▸ **TASK TO CARRY OUT**
Copy the records below exactly as they stand. Leave out the pictures.

▸ **INFORMATION SUPPLIED**
--
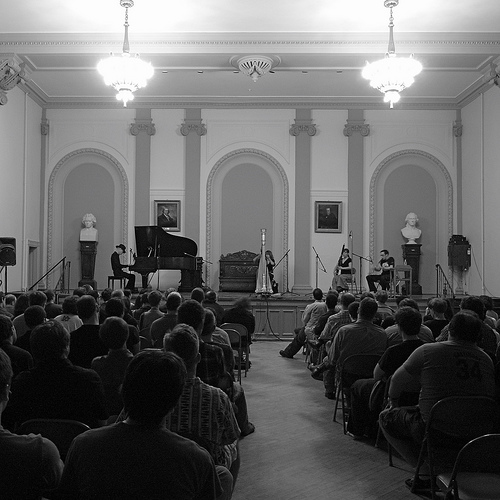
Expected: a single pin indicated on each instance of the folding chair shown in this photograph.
(476, 473)
(145, 342)
(245, 341)
(354, 367)
(61, 432)
(235, 339)
(452, 423)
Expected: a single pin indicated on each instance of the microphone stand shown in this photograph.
(287, 291)
(361, 259)
(318, 261)
(203, 261)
--
▸ **RESPONSE AREA**
Expected: a single pin indicated on each instance of the folding chair shown in this photograph.
(476, 473)
(145, 342)
(245, 341)
(354, 367)
(61, 432)
(235, 339)
(452, 423)
Expected: a single pin indicated on each instance of the microphone stand shown in this photograph.
(287, 291)
(361, 259)
(318, 261)
(203, 261)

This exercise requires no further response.